**Record excerpts:**
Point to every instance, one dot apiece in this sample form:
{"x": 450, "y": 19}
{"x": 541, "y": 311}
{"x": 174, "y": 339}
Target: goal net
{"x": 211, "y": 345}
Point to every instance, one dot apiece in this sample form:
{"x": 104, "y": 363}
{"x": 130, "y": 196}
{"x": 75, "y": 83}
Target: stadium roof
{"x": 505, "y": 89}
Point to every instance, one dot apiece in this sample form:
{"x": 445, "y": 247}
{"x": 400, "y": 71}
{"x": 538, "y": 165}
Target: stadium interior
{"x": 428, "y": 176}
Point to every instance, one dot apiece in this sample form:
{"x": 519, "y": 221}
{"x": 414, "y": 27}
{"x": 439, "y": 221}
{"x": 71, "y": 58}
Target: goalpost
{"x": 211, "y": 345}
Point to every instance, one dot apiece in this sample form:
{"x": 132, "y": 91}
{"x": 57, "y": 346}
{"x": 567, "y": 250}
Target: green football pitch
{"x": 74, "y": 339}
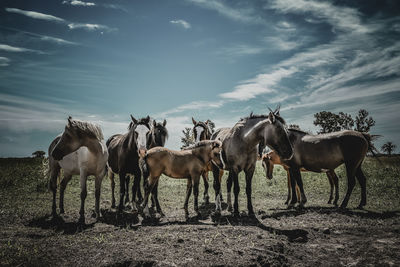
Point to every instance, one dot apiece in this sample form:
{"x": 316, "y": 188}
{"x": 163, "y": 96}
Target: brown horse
{"x": 323, "y": 152}
{"x": 272, "y": 158}
{"x": 189, "y": 163}
{"x": 201, "y": 131}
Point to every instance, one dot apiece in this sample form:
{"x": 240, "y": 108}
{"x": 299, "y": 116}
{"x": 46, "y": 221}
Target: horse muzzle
{"x": 142, "y": 152}
{"x": 57, "y": 154}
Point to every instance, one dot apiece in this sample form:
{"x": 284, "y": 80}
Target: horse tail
{"x": 144, "y": 167}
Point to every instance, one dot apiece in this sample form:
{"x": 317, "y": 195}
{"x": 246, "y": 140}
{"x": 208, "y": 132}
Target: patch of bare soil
{"x": 307, "y": 237}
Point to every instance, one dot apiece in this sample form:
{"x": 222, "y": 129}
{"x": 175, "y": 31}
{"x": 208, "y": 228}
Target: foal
{"x": 272, "y": 158}
{"x": 189, "y": 163}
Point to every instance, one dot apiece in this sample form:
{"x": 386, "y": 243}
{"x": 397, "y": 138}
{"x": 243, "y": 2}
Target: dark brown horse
{"x": 324, "y": 152}
{"x": 124, "y": 151}
{"x": 272, "y": 158}
{"x": 189, "y": 163}
{"x": 240, "y": 149}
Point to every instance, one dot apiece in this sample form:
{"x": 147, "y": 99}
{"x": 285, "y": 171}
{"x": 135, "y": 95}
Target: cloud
{"x": 241, "y": 14}
{"x": 71, "y": 25}
{"x": 261, "y": 84}
{"x": 195, "y": 105}
{"x": 341, "y": 18}
{"x": 78, "y": 3}
{"x": 8, "y": 48}
{"x": 186, "y": 25}
{"x": 281, "y": 44}
{"x": 4, "y": 62}
{"x": 89, "y": 27}
{"x": 240, "y": 50}
{"x": 35, "y": 15}
{"x": 57, "y": 40}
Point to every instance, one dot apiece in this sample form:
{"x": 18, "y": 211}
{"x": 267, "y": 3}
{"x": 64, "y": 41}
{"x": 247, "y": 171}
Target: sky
{"x": 175, "y": 59}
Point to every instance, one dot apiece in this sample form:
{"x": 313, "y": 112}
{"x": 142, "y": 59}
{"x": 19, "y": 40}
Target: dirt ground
{"x": 319, "y": 234}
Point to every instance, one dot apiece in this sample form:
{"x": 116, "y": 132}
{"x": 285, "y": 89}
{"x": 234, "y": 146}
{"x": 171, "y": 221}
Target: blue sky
{"x": 218, "y": 60}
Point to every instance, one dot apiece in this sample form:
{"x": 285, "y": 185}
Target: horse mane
{"x": 199, "y": 144}
{"x": 88, "y": 128}
{"x": 297, "y": 130}
{"x": 263, "y": 116}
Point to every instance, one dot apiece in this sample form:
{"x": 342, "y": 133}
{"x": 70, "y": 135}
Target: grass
{"x": 23, "y": 188}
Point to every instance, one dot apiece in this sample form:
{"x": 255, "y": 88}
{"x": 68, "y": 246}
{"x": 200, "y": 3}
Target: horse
{"x": 271, "y": 158}
{"x": 78, "y": 150}
{"x": 240, "y": 149}
{"x": 159, "y": 136}
{"x": 189, "y": 163}
{"x": 202, "y": 131}
{"x": 325, "y": 152}
{"x": 124, "y": 152}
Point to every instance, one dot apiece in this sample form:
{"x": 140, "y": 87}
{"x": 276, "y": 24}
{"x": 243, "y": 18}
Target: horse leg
{"x": 54, "y": 171}
{"x": 330, "y": 179}
{"x": 249, "y": 176}
{"x": 206, "y": 198}
{"x": 127, "y": 180}
{"x": 299, "y": 182}
{"x": 154, "y": 193}
{"x": 136, "y": 191}
{"x": 236, "y": 190}
{"x": 83, "y": 195}
{"x": 112, "y": 176}
{"x": 289, "y": 187}
{"x": 97, "y": 185}
{"x": 151, "y": 183}
{"x": 336, "y": 183}
{"x": 363, "y": 183}
{"x": 121, "y": 190}
{"x": 229, "y": 183}
{"x": 217, "y": 188}
{"x": 351, "y": 171}
{"x": 188, "y": 193}
{"x": 196, "y": 180}
{"x": 292, "y": 173}
{"x": 63, "y": 185}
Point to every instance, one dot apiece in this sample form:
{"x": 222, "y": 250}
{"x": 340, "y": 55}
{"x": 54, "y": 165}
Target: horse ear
{"x": 133, "y": 119}
{"x": 271, "y": 117}
{"x": 276, "y": 112}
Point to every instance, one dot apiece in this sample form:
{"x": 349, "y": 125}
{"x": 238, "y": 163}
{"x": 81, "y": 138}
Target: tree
{"x": 328, "y": 121}
{"x": 363, "y": 122}
{"x": 345, "y": 121}
{"x": 388, "y": 147}
{"x": 187, "y": 138}
{"x": 331, "y": 122}
{"x": 294, "y": 126}
{"x": 38, "y": 154}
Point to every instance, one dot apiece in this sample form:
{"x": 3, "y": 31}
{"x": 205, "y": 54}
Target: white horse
{"x": 78, "y": 150}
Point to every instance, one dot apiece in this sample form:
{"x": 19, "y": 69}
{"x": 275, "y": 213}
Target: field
{"x": 319, "y": 234}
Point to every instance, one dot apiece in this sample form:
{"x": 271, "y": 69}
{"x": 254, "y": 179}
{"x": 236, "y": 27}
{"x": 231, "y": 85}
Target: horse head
{"x": 201, "y": 130}
{"x": 76, "y": 134}
{"x": 160, "y": 133}
{"x": 141, "y": 134}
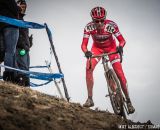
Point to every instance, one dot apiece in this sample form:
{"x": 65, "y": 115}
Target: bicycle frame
{"x": 107, "y": 70}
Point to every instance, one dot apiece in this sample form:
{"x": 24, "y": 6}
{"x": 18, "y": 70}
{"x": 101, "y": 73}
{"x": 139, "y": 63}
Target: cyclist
{"x": 103, "y": 32}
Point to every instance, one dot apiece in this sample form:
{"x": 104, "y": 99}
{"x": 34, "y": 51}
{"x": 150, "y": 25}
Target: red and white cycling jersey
{"x": 104, "y": 37}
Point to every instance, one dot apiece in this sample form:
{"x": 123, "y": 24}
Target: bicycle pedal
{"x": 107, "y": 95}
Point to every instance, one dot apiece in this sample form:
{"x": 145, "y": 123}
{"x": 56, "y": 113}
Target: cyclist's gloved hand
{"x": 120, "y": 49}
{"x": 88, "y": 54}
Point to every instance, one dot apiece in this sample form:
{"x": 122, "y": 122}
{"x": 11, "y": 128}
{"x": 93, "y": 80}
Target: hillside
{"x": 25, "y": 109}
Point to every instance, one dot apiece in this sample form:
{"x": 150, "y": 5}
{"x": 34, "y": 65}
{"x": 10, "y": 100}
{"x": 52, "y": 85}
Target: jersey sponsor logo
{"x": 101, "y": 38}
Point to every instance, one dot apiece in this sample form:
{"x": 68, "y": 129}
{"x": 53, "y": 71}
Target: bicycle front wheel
{"x": 114, "y": 90}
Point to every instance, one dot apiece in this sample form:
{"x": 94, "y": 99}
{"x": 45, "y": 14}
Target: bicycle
{"x": 117, "y": 98}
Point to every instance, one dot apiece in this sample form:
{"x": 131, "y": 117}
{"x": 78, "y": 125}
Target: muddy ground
{"x": 25, "y": 109}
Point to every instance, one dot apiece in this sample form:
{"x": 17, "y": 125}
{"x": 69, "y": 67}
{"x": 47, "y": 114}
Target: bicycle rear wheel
{"x": 114, "y": 90}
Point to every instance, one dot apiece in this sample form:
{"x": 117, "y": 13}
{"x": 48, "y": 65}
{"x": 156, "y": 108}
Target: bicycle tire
{"x": 115, "y": 93}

**Aim:**
Pull out every line of the data above that contains the word "horse". Case counts.

**Written answer:**
Target: brown horse
Target: horse muzzle
Target: horse tail
Target: dark brown horse
Target: horse mane
Target: horse
Target: horse leg
Target: horse ear
Target: white horse
Target: horse head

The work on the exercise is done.